__Short exercise__
Reproduce the entries from their first line through the line containing "556], [189, 553]]]", both lines included. Leave the requests unchanged, but multiply every coordinate in the answers by 1.85 and round each result to a whole number, rounding halves up.

__Material supplied__

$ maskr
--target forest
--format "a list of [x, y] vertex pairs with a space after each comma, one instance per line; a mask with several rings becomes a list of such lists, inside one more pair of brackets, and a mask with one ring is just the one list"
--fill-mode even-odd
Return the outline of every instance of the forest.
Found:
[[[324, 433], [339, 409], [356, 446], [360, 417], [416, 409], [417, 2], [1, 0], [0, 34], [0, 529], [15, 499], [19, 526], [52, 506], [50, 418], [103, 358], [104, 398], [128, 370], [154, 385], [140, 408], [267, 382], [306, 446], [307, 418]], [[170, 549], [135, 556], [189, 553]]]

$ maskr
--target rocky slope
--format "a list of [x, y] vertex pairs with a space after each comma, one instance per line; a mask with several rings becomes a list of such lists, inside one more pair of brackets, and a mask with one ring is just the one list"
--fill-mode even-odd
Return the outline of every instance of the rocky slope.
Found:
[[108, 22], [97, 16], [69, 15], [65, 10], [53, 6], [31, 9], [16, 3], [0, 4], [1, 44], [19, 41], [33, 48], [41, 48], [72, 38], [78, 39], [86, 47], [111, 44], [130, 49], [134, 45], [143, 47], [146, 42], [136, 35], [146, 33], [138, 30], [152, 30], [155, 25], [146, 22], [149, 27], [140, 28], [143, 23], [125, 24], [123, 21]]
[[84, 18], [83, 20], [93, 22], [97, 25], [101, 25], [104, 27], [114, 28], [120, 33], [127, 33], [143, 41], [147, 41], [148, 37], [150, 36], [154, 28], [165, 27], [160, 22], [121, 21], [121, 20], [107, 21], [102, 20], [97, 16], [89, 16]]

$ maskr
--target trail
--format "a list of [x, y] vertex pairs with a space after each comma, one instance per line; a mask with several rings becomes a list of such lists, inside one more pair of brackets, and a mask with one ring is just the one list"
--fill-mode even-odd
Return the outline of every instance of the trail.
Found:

__Response to the exercise__
$ maskr
--target forest
--format "a list of [x, y] vertex pairs with a space after each comma, one instance per line; a mask with several rings becomes a list of such lists, inside one more pair of brackets, and a mask with one ring is just the one list"
--fill-mode even-odd
Return the outline of every instance of the forest.
Found:
[[[599, 801], [627, 757], [659, 825], [666, 771], [770, 757], [771, 4], [2, 0], [0, 63], [0, 979], [28, 923], [35, 973], [96, 936], [93, 773], [191, 662], [192, 736], [237, 685], [285, 712], [259, 755], [494, 707], [566, 825], [568, 773]], [[315, 1016], [250, 1029], [350, 1023]]]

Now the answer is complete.